▶ **読解用抜粋**
- - - - - - -
財務省の半期の経済・財政報告によると、2019/20年度の財政赤字は9億ニュージーランド(NZ)ドル(5億7660万米ドル)となる見込み。5月の予算発表時の予想は13億1300万NZドルだった。
ロバートソン財務相は「世界的な逆風下での影響を考えると、現会計年度での小幅な財政赤字は驚きではない」との認識を示した。
財務省は21年と22年の黒字予想も下方修正した。米中貿易戦争や英国の欧州連合(EU)離脱(ブレグジット)を巡る不透明感など世界的要因で、経済成長が鈍化することが背景。23/24年度にかけての4年間で見込まれる黒字は120億NZドルとしている。
今年の成長率見通しは3.2%から2.3%に引き下げた。
財務相は記者団に「ニュージーランドの成長率は引き続き他のほとんどの国を上回っている」と述べた。
また、新たなインフラ投資に120億NZドルを費やす方針も明らかにした。これは過去20年余りで最大の水準。計画では交通、学校、病院向けなどが含まれるという。
エコノミストらは、移民数や住宅価格の伸びが鈍化し始める中で3%を上回る経済成長が現実的かどうか疑問を呈し、財務省が大胆な成長見通しを下方修正すると予想していた。
ウェストパック銀のエコノミストは、財務省の報告について「不発」に終わり、国内総生産(GDP)、インフレ率あるいは金利にほとんど影響を与えないと指摘。「設備投資の大幅拡大が目玉だったが、何年もかけて計画されてきたもので、前倒しで実施する財政出動よりも景気への効果は小さい」と述べた。
- - - - - - -
▶ **提供データ**
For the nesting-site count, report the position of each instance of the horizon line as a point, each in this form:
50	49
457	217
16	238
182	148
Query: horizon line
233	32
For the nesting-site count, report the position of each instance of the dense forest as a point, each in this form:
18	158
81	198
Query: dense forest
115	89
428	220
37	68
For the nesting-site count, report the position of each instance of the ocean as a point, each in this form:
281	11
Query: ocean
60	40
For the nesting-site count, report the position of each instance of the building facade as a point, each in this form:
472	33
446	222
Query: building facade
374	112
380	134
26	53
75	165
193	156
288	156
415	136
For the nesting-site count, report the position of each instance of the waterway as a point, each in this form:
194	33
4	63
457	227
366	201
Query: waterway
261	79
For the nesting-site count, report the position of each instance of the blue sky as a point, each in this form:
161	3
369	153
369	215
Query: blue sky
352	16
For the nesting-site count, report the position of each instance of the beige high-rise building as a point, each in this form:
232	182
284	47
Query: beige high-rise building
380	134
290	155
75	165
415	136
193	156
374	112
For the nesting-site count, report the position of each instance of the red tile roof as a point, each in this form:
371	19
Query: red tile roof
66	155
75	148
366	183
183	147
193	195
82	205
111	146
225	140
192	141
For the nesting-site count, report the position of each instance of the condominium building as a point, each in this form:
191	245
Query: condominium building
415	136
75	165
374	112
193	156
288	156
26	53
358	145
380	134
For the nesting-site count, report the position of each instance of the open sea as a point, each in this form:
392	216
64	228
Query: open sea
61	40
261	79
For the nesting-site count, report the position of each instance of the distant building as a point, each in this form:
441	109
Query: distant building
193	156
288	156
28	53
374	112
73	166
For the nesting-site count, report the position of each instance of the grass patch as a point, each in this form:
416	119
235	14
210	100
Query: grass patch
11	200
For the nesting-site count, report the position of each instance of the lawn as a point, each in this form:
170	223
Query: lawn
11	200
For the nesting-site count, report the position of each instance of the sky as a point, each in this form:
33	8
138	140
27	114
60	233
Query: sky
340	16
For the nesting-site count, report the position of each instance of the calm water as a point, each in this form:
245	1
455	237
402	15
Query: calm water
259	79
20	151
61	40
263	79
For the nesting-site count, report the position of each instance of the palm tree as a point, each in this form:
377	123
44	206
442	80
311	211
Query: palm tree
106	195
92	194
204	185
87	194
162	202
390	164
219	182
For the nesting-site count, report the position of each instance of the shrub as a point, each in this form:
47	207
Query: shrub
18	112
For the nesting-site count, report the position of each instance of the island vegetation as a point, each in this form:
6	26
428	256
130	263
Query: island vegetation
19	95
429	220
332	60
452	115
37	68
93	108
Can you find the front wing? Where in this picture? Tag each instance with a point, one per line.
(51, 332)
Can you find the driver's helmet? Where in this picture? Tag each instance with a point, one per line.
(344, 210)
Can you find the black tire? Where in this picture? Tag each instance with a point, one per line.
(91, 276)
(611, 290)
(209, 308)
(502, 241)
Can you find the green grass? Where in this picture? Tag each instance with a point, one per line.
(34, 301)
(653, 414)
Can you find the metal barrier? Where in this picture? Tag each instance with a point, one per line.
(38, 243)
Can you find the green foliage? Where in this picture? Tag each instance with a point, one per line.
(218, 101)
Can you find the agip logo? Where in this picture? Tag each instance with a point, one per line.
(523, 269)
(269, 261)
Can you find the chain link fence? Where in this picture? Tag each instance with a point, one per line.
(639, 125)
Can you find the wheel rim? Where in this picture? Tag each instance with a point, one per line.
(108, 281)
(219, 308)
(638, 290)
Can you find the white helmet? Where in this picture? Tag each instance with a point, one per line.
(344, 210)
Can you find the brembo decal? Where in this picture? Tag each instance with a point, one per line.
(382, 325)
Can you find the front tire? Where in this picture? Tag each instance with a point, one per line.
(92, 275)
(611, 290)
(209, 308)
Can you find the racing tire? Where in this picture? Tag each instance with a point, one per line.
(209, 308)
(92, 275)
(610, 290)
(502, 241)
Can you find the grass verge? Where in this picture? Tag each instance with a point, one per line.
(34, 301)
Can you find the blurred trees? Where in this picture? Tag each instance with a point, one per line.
- - - - - - -
▶ **取り組む課題**
• A. ニュージーランド財政の抜粋のうち、「財務相は記者団に「ニュージー」から「への効果は小さい」と述べた。」までを書き直してください。その際、「エコノミスト」を「アナリスト」に置き換えてください。
• B. 次の(i)〜(iii)の記述がニュージーランド財政の抜粋と一致するかどうか、それぞれ「はい」か「いいえ」で答えてください。判断の決め手となる本文の語句も正確に引用してください。
(i) 今年の成長率見通しは3.2%から2.3%に引き下げられた。
(ii) 2019/20年度の財政赤字は、5月の予算発表時の予想より大きくなる見込みである。
(iii) ウェストパック銀のエコノミストは、設備投資の大幅拡大のほうが前倒しで実施する財政出動より景気への効果が大きいと述べた。

▶ **演習の結果**
• A.
財務相は記者団に「ニュージーランドの成長率は引き続き他のほとんどの国を上回っている」と述べた。
また、新たなインフラ投資に120億NZドルを費やす方針も明らかにした。これは過去20年余りで最大の水準。計画では交通、学校、病院向けなどが含まれるという。
アナリストらは、移民数や住宅価格の伸びが鈍化し始める中で3%を上回る経済成長が現実的かどうか疑問を呈し、財務省が大胆な成長見通しを下方修正すると予想していた。
ウェストパック銀のアナリストは、財務省の報告について「不発」に終わり、国内総生産(GDP)、インフレ率あるいは金利にほとんど影響を与えないと指摘。「設備投資の大幅拡大が目玉だったが、何年もかけて計画されてきたもので、前倒しで実施する財政出動よりも景気への効果は小さい」と述べた。

• B.
(i) はい。本文に「今年の成長率見通しは3.2%から2.3%に引き下げた。」とあります。
(ii) いいえ。本文には「2019/20年度の財政赤字は9億ニュージーランド(NZ)ドル(5億7660万米ドル)となる見込み。5月の予算発表時の予想は13億1300万NZドルだった。」とあり、見込みは予想より小さくなっています。
(iii) いいえ。本文では「前倒しで実施する財政出動よりも景気への効果は小さい」と述べられています。